→ **WORK REQUEST**
This exercise asks for an exact transcription of every entry.

AVAILABLE DATA: Begin

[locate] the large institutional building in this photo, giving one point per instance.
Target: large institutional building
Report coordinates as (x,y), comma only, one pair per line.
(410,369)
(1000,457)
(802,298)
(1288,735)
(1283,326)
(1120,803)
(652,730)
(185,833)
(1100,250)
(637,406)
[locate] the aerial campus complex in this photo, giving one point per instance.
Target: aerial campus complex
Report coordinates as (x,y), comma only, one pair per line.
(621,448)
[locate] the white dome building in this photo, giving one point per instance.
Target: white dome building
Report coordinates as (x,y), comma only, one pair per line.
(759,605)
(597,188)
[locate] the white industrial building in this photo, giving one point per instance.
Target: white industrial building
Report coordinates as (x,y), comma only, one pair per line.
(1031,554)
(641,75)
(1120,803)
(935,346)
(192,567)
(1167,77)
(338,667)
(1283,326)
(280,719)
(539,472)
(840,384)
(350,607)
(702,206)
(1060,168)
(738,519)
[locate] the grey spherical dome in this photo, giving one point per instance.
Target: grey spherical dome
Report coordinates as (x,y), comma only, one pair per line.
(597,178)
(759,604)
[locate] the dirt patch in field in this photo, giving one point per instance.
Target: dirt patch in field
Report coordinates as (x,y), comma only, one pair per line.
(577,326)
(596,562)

AVAILABLE DATA: End

→ **RESULT**
[locate] the large institutional building in this photo, giving one point per instance.
Target: large institutional building
Report coordinates as (x,y), comma only, one pair per line.
(410,369)
(1000,457)
(802,298)
(1288,735)
(1283,326)
(1120,803)
(652,730)
(185,833)
(1100,250)
(637,406)
[locate] the aerial campus complex in this photo, giving one point per instance.
Target: aerial campus complex
Report coordinates as (x,y), comma only, one pair per line.
(621,448)
[locate] the white dome building in this photo, giving one point per instance.
Target: white dome building
Report coordinates as (x,y), comma only, one pair per line.
(759,605)
(597,188)
[locate] the white industrial building in this photo, giving one point per instance.
Target: white industrial building
Report coordinates as (x,y), comma only, one pair per line.
(1031,554)
(641,75)
(1120,803)
(935,346)
(192,567)
(1167,77)
(338,667)
(1283,326)
(280,719)
(539,472)
(840,384)
(350,607)
(702,206)
(1060,168)
(738,519)
[locate] the grey spherical dome in this photo, giving one point per instance.
Target: grey spherical dome
Report coordinates as (x,y), comma only, one pair per line.
(597,178)
(759,604)
[locate] the dirt patch in field in this photo, giving one point per instance.
Target: dirt patch in field
Report coordinates as (x,y), comma only, one pair per line.
(577,326)
(596,562)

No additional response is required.